● **Provided passage**
The Meaning of Exercising Stock Options

Gagan Singh September 3, 2022

Why on earth would a professional business person with experience and key industry skills look to take a position in a fledgling company at a salary lower than they could command on the open market?

A new challenge certainly springs to mind. But that is certainly not all. Other major reasons include that the employee is convinced this new venture is set to make a significant impact on the business sector it is operating in. They are also keen to share the rewards that such growth will bring. On top of that, the position they are considering includes employee stock options as part of their remuneration package.

If you are in this position or have recently joined a company that gives stock options as part of an employment package you will already be aware that the company is not giving you outright shares of stock. What they are giving you is the right to purchase shares of company stock at a specific, agreed price over an agreed period of employment.

● **Exercise task A**
Duplicate the stock options article from "The Meaning of" to "the open market?".
● **Exercise task B**
Rewrite the entries from their start through the line containing "140 L 168 137", swapping "brown river water" for "muddy stream water" and leaving everything else unchanged. Return only those lines, and omit the pictures.
The article and the entries after it are unrelated to each other.

Rows from a dataset
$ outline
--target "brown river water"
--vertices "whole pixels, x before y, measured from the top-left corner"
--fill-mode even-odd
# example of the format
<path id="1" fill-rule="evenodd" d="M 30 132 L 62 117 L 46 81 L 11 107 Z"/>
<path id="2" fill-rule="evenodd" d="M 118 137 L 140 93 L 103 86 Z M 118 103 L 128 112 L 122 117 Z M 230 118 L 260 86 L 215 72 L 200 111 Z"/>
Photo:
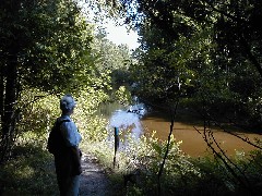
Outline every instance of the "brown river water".
<path id="1" fill-rule="evenodd" d="M 166 140 L 168 137 L 168 134 L 170 132 L 170 122 L 166 121 L 162 117 L 146 117 L 142 120 L 142 124 L 144 127 L 144 132 L 152 134 L 153 131 L 156 131 L 156 137 L 158 137 L 162 140 Z M 196 127 L 200 133 L 194 128 Z M 242 139 L 233 136 L 224 131 L 214 128 L 212 130 L 213 135 L 216 139 L 216 142 L 219 144 L 219 147 L 228 155 L 234 156 L 236 155 L 236 150 L 249 152 L 250 150 L 255 149 L 255 147 L 247 144 Z M 180 148 L 183 152 L 192 156 L 192 157 L 201 157 L 207 154 L 207 145 L 203 139 L 203 133 L 204 128 L 201 125 L 193 125 L 188 124 L 184 122 L 175 122 L 172 135 L 175 136 L 176 140 L 182 140 L 182 144 Z M 241 136 L 242 138 L 248 137 L 250 142 L 254 142 L 255 138 L 262 139 L 262 135 L 260 134 L 247 134 L 247 133 L 238 133 L 234 132 L 235 134 L 238 134 L 238 136 Z M 218 148 L 215 148 L 218 150 Z"/>
<path id="2" fill-rule="evenodd" d="M 166 140 L 168 138 L 170 122 L 167 120 L 166 113 L 148 112 L 141 117 L 136 113 L 128 112 L 127 109 L 118 109 L 118 106 L 110 106 L 110 108 L 111 111 L 106 109 L 109 114 L 109 130 L 116 126 L 121 130 L 132 127 L 131 132 L 135 138 L 139 138 L 142 134 L 152 135 L 153 131 L 155 131 L 155 136 L 160 140 Z M 195 131 L 194 127 L 196 127 L 201 134 Z M 180 145 L 181 150 L 191 157 L 207 155 L 207 145 L 203 139 L 203 132 L 202 122 L 196 122 L 192 117 L 180 115 L 180 118 L 175 120 L 172 135 L 177 142 L 182 142 Z M 236 150 L 248 154 L 250 150 L 255 149 L 255 147 L 217 127 L 212 128 L 212 132 L 219 147 L 228 156 L 236 155 Z M 262 135 L 260 134 L 240 133 L 238 130 L 235 130 L 234 133 L 242 138 L 249 138 L 250 142 L 254 142 L 255 138 L 262 139 Z M 215 149 L 218 148 L 216 147 Z"/>

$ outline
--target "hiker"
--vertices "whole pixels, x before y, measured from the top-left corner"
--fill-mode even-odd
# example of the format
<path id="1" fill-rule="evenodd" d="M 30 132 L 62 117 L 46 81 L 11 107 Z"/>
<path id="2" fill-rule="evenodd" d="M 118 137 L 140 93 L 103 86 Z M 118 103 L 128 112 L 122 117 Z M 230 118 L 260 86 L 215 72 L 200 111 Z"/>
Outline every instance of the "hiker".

● **Full answer A**
The Meaning of Exercising Stock Options

Gagan Singh September 3, 2022

Why on earth would a professional business person with experience and key industry skills look to take a position in a fledgling company at a salary lower than they could command on the open market?

● **Full answer B**
$ outline
--target "muddy stream water"
--vertices "whole pixels, x before y, measured from the top-left corner"
--fill-mode even-odd
# example of the format
<path id="1" fill-rule="evenodd" d="M 30 132 L 62 117 L 46 81 L 11 107 Z"/>
<path id="2" fill-rule="evenodd" d="M 118 137 L 140 93 L 103 86 Z M 118 103 L 128 112 L 122 117 Z M 230 118 L 260 86 L 215 72 L 200 111 Z"/>
Photo:
Outline every instance of the "muddy stream water".
<path id="1" fill-rule="evenodd" d="M 166 140 L 168 137 L 168 134 L 170 132 L 170 122 L 166 121 L 162 117 L 146 117 L 142 120 L 142 124 L 144 127 L 144 132 L 152 134 L 153 131 L 156 131 L 156 137 L 158 137 L 162 140 Z M 196 127 L 200 133 L 194 128 Z M 242 139 L 233 136 L 224 131 L 214 128 L 212 130 L 213 135 L 216 139 L 216 142 L 219 144 L 219 147 L 228 155 L 234 156 L 236 155 L 236 150 L 249 152 L 250 150 L 255 149 L 255 147 L 247 144 Z M 180 148 L 183 152 L 192 156 L 192 157 L 201 157 L 207 154 L 207 145 L 203 139 L 203 133 L 204 128 L 201 125 L 193 125 L 188 124 L 184 122 L 175 122 L 172 135 L 175 136 L 176 140 L 182 140 L 182 144 Z M 241 136 L 242 138 L 248 137 L 250 142 L 254 142 L 255 138 L 262 139 L 262 135 L 260 134 L 247 134 L 247 133 L 238 133 L 234 132 L 235 134 L 238 134 L 238 136 Z M 218 148 L 215 148 L 218 150 Z"/>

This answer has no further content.